Text segment ->
<<<<

# PHYS& 115 General Physics II • 6 Cr.

## Description

Second in a three-course survey of physics for allied health, building construction, biology, forestry, architecture, and other programs. Topics include fluids, heat, thermodynamics, electricity, and magnetism. Laboratory work is integral to the course. Prerequisite: PHYS& 114.

## Outcomes

After completing this class, students should be able to:

Laboratory Skills Laboratory Practice- Uses standard laboratory instruments appropriately, based on a sufficient understanding of their function;
- Measures physical quantities in the laboratory with appropriate attention to minimizing possible sources of random and systematic error;

- Measures physical quantities in the laboratory with appropriate attention to minimizing possible sources of random and systematic error;
- Makes reasonable estimates of the uncertainties associated with each measurement;
- Recognizes that measurement uncertainty is estimated as an act judgment on the part of the observer and that judgment does not imply arbitrariness;

- Evaluates a hypothesis in terms of its testability and determine the kind and amount of data required to test it;
- Summarizes the properties of a set of data to facilitate analysis, using standard statistics such as mean and standard deviation;
- Determines the uncertainty of a computed quantity that arises from the uncertainties in the measured values of the quantities from which it is computed;
- Analyzes an appropriate set of measurements for consistency with a hypothesis, form and justify a conclusion regarding the fit between the data and the hypothesis;

- Produces a compactly and unambiguously worded hypothesis as the starting point for observation or experiment;
- Produces a compact and unambiguous verbal description of an experimental procedure and of the observations/data obtained using it;
- Produces a compact and unambiguous verbal description of a chain of theoretical or experimental reasoning characterized by clarity regarding assumptions, accuracy regarding logical connections, specificity regarding conclusions, and clarity regarding the scope (and limitations) of applicability;
- Recognizes that uncertainty is inherent in measurement rather than being a human failing;
- Will not use the phrase, "human error" in lab reports;
- Expresses data clearly using appropriate units, valid treatment of experimental uncertainty and attention to the significant digits in numerical representations.

>>>>

Records ->
<<<<

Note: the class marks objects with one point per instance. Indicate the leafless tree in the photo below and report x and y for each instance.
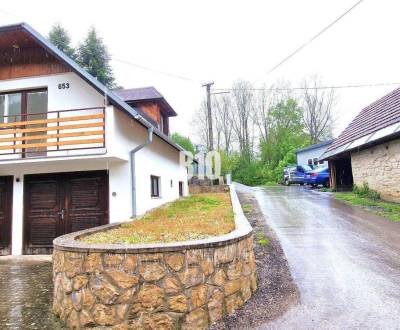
(223, 121)
(318, 107)
(200, 123)
(264, 100)
(242, 98)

>>>>

What is being asked -> Repeat the passage of the physics course description from "# PHYS& 115" up to and including "Prerequisite: PHYS& 114.".

Written response ->
# PHYS& 115 General Physics II • 6 Cr.

## Description

Second in a three-course survey of physics for allied health, building construction, biology, forestry, architecture, and other programs. Topics include fluids, heat, thermodynamics, electricity, and magnetism. Laboratory work is integral to the course. Prerequisite: PHYS& 114.